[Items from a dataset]
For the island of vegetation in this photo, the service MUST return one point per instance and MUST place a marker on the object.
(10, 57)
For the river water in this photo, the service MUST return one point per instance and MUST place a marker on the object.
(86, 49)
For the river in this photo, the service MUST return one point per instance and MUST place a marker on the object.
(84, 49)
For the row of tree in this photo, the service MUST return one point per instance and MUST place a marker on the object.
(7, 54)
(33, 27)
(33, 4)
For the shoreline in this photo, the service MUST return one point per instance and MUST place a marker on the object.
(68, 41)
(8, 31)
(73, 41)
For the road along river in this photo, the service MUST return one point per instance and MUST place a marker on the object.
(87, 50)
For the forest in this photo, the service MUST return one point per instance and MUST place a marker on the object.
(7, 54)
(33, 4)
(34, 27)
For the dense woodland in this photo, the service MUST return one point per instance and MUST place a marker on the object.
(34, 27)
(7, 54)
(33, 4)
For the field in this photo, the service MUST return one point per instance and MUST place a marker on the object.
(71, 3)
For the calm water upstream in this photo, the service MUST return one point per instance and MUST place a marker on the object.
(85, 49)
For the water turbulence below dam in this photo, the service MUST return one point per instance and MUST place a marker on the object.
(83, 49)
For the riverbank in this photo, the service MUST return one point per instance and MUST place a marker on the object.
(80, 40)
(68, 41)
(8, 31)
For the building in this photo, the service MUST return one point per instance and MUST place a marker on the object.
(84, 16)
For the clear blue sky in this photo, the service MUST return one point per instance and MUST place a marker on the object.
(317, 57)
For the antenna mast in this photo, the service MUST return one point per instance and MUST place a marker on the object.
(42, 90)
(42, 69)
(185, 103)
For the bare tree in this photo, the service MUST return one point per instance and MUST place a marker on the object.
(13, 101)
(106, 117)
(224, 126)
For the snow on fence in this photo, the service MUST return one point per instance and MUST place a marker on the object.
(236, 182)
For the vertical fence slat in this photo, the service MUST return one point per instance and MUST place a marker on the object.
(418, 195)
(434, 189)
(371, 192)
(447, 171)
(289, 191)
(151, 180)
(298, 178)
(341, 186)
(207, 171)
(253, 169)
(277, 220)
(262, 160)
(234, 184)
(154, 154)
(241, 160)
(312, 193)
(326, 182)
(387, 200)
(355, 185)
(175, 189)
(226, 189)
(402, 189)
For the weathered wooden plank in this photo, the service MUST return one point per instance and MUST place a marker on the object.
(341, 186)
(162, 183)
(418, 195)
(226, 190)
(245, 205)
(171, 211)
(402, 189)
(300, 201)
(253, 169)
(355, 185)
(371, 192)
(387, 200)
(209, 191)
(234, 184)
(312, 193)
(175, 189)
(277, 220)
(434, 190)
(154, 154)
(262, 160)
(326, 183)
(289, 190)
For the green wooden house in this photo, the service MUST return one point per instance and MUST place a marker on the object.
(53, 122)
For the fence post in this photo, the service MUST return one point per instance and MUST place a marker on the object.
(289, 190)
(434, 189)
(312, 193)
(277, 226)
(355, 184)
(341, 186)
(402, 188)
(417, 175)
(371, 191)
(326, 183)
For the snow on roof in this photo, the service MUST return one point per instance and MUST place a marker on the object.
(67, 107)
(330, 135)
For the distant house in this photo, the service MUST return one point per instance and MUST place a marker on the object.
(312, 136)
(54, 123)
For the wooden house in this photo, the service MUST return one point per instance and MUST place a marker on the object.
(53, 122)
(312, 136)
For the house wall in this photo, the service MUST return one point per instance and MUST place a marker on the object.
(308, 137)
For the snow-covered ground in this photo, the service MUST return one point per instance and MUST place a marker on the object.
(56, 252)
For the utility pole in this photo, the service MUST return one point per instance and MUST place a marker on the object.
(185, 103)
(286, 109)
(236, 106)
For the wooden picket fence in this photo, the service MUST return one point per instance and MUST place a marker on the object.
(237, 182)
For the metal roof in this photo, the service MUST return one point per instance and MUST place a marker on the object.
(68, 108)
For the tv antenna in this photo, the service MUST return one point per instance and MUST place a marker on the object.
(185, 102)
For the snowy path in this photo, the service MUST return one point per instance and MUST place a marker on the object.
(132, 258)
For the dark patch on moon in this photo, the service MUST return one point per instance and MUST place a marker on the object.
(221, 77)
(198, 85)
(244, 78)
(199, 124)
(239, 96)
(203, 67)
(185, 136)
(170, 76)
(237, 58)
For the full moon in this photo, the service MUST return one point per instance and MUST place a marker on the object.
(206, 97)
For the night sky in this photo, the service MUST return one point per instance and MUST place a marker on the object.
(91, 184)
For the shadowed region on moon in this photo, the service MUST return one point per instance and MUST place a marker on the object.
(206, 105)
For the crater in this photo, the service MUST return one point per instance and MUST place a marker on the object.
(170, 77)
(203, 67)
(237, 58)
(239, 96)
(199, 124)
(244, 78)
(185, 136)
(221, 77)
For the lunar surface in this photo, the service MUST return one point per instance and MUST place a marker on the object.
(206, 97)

» Exercise requirements:
Write out the lines above from the one containing "For the night" through the last, exactly as they are.

» Expected output:
For the night sky in this photo, the service MUST return one point per instance and MUST place a marker on the object.
(91, 184)
For the shadowed region on moon in this photo, the service MUST return one point per instance and MUST place a marker on the object.
(206, 105)
For the crater in this photo, the service MUST return one point per instance and MUST place a marker on the object.
(170, 77)
(203, 67)
(237, 58)
(239, 96)
(199, 124)
(244, 78)
(185, 136)
(221, 77)
For the lunar surface in this photo, the service MUST return one point per instance and MUST place a marker on the object.
(206, 97)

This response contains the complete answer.